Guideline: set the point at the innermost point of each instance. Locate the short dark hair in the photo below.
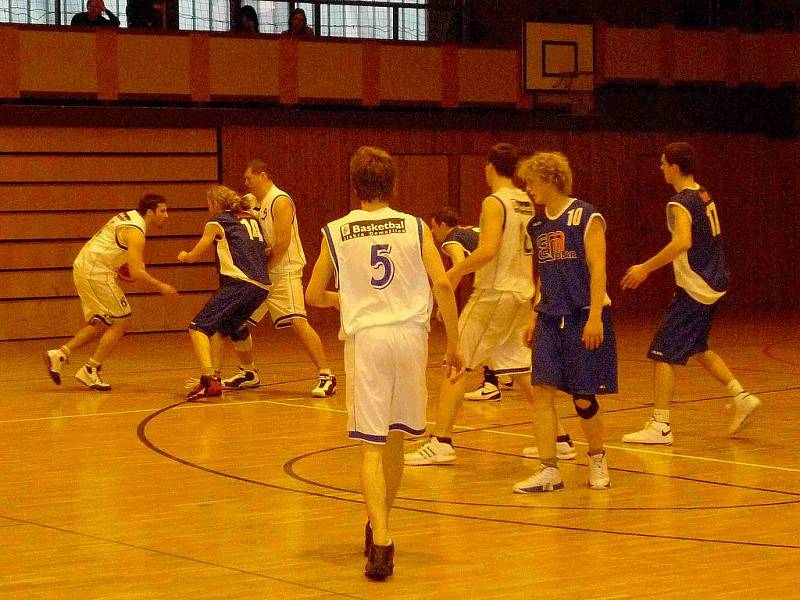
(372, 174)
(150, 202)
(681, 154)
(257, 166)
(504, 159)
(447, 215)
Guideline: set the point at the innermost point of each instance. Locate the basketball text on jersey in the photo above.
(358, 229)
(552, 246)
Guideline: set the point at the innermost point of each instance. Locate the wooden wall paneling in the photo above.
(154, 65)
(329, 71)
(243, 67)
(488, 76)
(83, 225)
(410, 74)
(98, 140)
(63, 168)
(49, 283)
(62, 317)
(96, 196)
(32, 254)
(57, 62)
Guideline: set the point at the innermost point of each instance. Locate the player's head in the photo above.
(256, 177)
(221, 198)
(153, 208)
(502, 160)
(679, 159)
(545, 173)
(442, 221)
(372, 174)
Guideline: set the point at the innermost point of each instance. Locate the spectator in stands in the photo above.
(93, 17)
(246, 20)
(145, 13)
(298, 24)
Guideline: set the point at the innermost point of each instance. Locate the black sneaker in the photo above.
(380, 563)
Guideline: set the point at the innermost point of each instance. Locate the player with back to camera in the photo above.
(95, 272)
(701, 278)
(385, 263)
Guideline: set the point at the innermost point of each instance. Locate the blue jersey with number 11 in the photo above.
(377, 257)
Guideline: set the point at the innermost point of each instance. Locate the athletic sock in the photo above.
(661, 415)
(734, 387)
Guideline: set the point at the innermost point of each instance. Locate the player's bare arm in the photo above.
(134, 239)
(282, 217)
(488, 243)
(317, 293)
(203, 245)
(443, 292)
(596, 260)
(681, 242)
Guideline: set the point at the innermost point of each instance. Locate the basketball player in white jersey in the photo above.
(492, 324)
(95, 272)
(278, 216)
(382, 260)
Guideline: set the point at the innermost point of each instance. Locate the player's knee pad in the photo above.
(585, 412)
(242, 342)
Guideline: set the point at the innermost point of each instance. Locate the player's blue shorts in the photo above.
(560, 359)
(683, 331)
(227, 310)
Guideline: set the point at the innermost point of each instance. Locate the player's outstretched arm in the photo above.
(446, 299)
(134, 239)
(317, 293)
(681, 242)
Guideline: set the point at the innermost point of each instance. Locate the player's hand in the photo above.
(168, 290)
(593, 334)
(453, 365)
(634, 277)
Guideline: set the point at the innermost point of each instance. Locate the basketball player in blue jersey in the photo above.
(493, 322)
(242, 261)
(457, 243)
(96, 271)
(574, 350)
(698, 259)
(382, 260)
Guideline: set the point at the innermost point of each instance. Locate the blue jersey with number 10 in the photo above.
(377, 257)
(559, 242)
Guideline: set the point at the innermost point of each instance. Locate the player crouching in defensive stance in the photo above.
(382, 260)
(242, 259)
(95, 271)
(573, 337)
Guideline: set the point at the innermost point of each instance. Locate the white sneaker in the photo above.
(546, 479)
(245, 378)
(432, 452)
(487, 392)
(55, 360)
(90, 377)
(745, 404)
(564, 451)
(653, 432)
(598, 472)
(325, 387)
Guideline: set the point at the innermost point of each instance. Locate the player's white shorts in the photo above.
(386, 384)
(490, 329)
(101, 300)
(285, 301)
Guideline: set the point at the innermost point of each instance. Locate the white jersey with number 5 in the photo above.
(377, 257)
(511, 269)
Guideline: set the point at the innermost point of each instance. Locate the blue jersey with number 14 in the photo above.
(377, 257)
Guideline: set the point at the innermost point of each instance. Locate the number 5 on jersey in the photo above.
(380, 261)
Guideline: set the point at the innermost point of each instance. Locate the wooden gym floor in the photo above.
(136, 494)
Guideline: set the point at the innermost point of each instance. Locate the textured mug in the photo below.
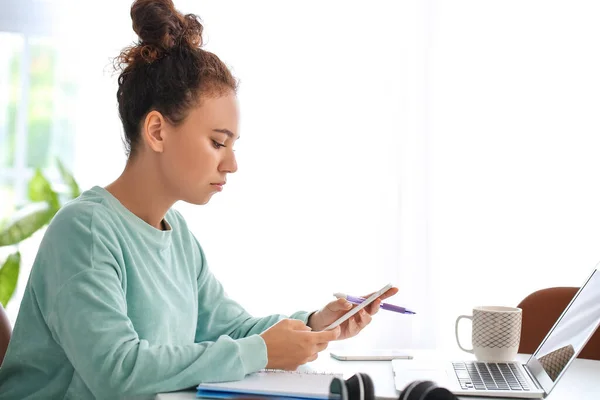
(496, 333)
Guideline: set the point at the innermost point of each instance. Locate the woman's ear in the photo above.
(153, 131)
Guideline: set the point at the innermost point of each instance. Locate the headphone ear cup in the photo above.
(417, 390)
(338, 387)
(360, 387)
(369, 387)
(426, 390)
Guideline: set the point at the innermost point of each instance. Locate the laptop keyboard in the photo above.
(490, 376)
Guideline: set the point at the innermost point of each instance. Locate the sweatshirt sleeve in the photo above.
(220, 315)
(88, 319)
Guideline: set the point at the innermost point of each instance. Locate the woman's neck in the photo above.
(140, 190)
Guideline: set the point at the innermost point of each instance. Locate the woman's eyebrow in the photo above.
(227, 132)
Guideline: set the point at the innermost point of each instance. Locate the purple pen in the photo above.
(384, 306)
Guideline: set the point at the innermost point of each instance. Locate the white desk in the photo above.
(580, 382)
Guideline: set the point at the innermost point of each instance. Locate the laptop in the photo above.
(534, 379)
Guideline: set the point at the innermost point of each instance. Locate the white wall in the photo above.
(446, 147)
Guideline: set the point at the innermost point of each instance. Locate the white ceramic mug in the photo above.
(496, 333)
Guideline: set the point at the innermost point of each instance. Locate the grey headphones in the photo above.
(360, 387)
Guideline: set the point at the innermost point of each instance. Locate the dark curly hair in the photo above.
(166, 70)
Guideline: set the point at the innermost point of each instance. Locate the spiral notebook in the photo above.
(301, 384)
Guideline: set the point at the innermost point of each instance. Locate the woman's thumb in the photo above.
(340, 305)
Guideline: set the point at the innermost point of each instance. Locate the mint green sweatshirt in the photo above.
(115, 308)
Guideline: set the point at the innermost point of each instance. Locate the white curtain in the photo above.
(446, 147)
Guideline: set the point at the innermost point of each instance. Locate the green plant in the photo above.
(44, 204)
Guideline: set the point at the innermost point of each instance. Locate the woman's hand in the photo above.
(352, 326)
(290, 344)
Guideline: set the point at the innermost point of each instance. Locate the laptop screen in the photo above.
(568, 336)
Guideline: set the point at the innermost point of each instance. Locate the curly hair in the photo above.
(166, 70)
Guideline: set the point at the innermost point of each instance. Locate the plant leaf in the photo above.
(21, 228)
(39, 189)
(68, 179)
(9, 275)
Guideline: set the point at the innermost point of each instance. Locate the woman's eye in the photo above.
(217, 144)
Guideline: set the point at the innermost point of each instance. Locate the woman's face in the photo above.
(198, 154)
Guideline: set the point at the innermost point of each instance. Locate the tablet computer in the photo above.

* _What to work on_: Print every entry exactly; omit the pictures.

* _Final answer_:
Guideline: set the point at the innermost point of each instance. Locate the short dark hair in the photo below.
(372, 174)
(150, 202)
(681, 154)
(257, 166)
(504, 159)
(447, 215)
Guideline: set the point at the innermost point of each instance. Locate the basketball text on jersey in the photo above.
(358, 229)
(552, 246)
Guideline: set the point at the innermost point of each instance. Locate the wooden wall paneling in the photo above.
(154, 65)
(329, 71)
(243, 67)
(488, 76)
(83, 225)
(410, 74)
(98, 140)
(63, 168)
(49, 283)
(62, 317)
(96, 196)
(32, 254)
(57, 62)
Guideline: set the point at the innermost point of each instance. Locate the player's head in the photo above.
(256, 177)
(221, 198)
(153, 208)
(502, 160)
(679, 159)
(545, 173)
(442, 221)
(372, 174)
Guideline: set the point at the innermost point of each instance. Locate the spectator in stands in the photo above.
(93, 17)
(246, 20)
(145, 13)
(298, 24)
Guideline: set the point at the innermost point of each instance. Locate the black sneaker in the photo above.
(380, 563)
Guideline: set the point at the innermost point of each instance. Locate the player with back to camera in the photo above.
(95, 272)
(701, 278)
(385, 263)
Guideline: set the point at the innermost point of each instance. Locate the blue jersey with number 11 in the photo above.
(377, 257)
Guideline: set the point at the innermost point of each instance. Locate the athletic sock in the photo above.
(661, 415)
(734, 387)
Guideline: set the point at the innermost point of each instance. Locate the player's bare arm in the photo above.
(134, 239)
(282, 217)
(488, 243)
(317, 293)
(203, 245)
(443, 292)
(596, 260)
(681, 242)
Guideline: set the point at the innermost point of each instance. Locate the basketball player in white jersey in the photo above.
(492, 324)
(95, 272)
(278, 216)
(382, 260)
Guideline: set the point at the innermost point of each instance. Locate the player's knee pad in the photo above.
(585, 412)
(242, 342)
Guideline: set the point at the innermost point of each instance. Locate the player's blue shorts in the photo above.
(560, 359)
(683, 331)
(227, 310)
Guideline: set the point at the innermost point of each instance. Locate the player's outstretched arm in the photo above.
(446, 299)
(134, 239)
(317, 293)
(681, 242)
Guideline: set the point at the innermost point of each instance. Locate the player's hand in the photo above.
(168, 290)
(593, 334)
(453, 365)
(634, 277)
Guideline: set the point at the innermost point of each instance. Locate the basketball player in blue jersey in the photo above.
(493, 322)
(242, 261)
(457, 243)
(96, 271)
(574, 350)
(698, 259)
(382, 260)
Guideline: set the point at the innermost point of each instance. Locate the blue jersey with number 10 in the photo above.
(377, 257)
(559, 242)
Guideline: set the point at the innermost point of each instance. Locate the player crouching in defensive stance in the photo above.
(382, 260)
(242, 259)
(95, 271)
(573, 337)
Guideline: set the point at the innermost point of each instance. Locate the white sneaker in the photo above.
(546, 479)
(245, 378)
(432, 452)
(487, 392)
(55, 360)
(90, 377)
(745, 404)
(564, 451)
(653, 432)
(598, 472)
(325, 387)
Guideline: set the point at the innermost point of each instance. Locate the player's white shorts in the photo above.
(386, 384)
(490, 329)
(101, 300)
(285, 301)
Guideline: set the point at the innermost point of each instance. Locate the white jersey with number 5 in the photo above.
(377, 257)
(511, 269)
Guideline: set the point at the innermost point of each instance. Locate the blue jersey with number 14 in the photo above.
(377, 257)
Guideline: set the point at the innermost point of each instance. Locate the number 5 on jersey in the photo above.
(380, 261)
Guideline: set the point at the innermost point of each instance. Locate the wooden gym floor in the photo above.
(136, 494)
Guideline: set the point at the innermost point of each instance. Locate the textured mug in the photo below.
(496, 333)
Guideline: set the point at the innermost point of each instance. Locate the woman's ear in the photo above.
(153, 131)
Guideline: set the point at the innermost point of each instance. Locate the headphone ear cup in the photo above.
(417, 390)
(338, 387)
(360, 387)
(369, 387)
(426, 390)
Guideline: set the point at the innermost point of each instance. Locate the laptop keyboard in the photo above.
(490, 376)
Guideline: set the point at the innermost point of each instance. Locate the sweatshirt sleeve in the photo above.
(220, 315)
(88, 319)
Guideline: set the point at the innermost point of each instance. Locate the woman's neck in the photo above.
(140, 190)
Guideline: set the point at the innermost point of each instance. Locate the woman's eyebrow in the photo above.
(227, 132)
Guideline: set the point at the innermost point of each instance. Locate the purple pen in the photo above.
(384, 306)
Guideline: set the point at the innermost point of each instance. Locate the white desk in the photo above.
(580, 382)
Guideline: set the point at the innermost point of each instance. Locate the laptop in the photo above.
(534, 379)
Guideline: set the point at the innermost point of each instance. Locate the white wall in the photo above.
(446, 147)
Guideline: set the point at the innermost point of each instance. Locate the white ceramic mug in the photo above.
(496, 333)
Guideline: set the point at the innermost point of each instance. Locate the grey headphones in the photo above.
(360, 387)
Guideline: set the point at the innermost point of each instance. Locate the dark curly hair in the photo above.
(166, 70)
Guideline: set the point at the innermost point of each instance. Locate the spiral notebook in the photo above.
(301, 384)
Guideline: set the point at the innermost point of each instance. Locate the woman's thumb in the photo above.
(340, 305)
Guideline: set the point at the innermost point of each instance. Locate the mint green sweatshirt in the photo above.
(115, 308)
Guideline: set the point at the innermost point of each instance. Locate the white curtain in the photo above.
(446, 147)
Guideline: set the point at the innermost point of each instance. Locate the green plant in the photo above.
(44, 204)
Guideline: set the point at the innermost point of each instance. Locate the woman's hand in the photo above.
(352, 326)
(290, 344)
Guideline: set the point at the innermost point of each instance. Locate the laptop screen in the photo above.
(568, 336)
Guideline: set the point at the innermost point of each instance. Locate the curly hair in the photo above.
(166, 70)
Guideline: set the point at the innermost point of each instance. Locate the plant leaf in the photo above.
(21, 228)
(39, 189)
(68, 179)
(9, 275)
Guideline: set the point at the innermost point of each instance. Locate the woman's eye in the photo above.
(217, 144)
Guideline: set the point at the innermost point of each instance. Locate the woman's face in the photo above.
(198, 154)
Guideline: set the point at the innermost point of each instance. Locate the tablet computer in the photo above.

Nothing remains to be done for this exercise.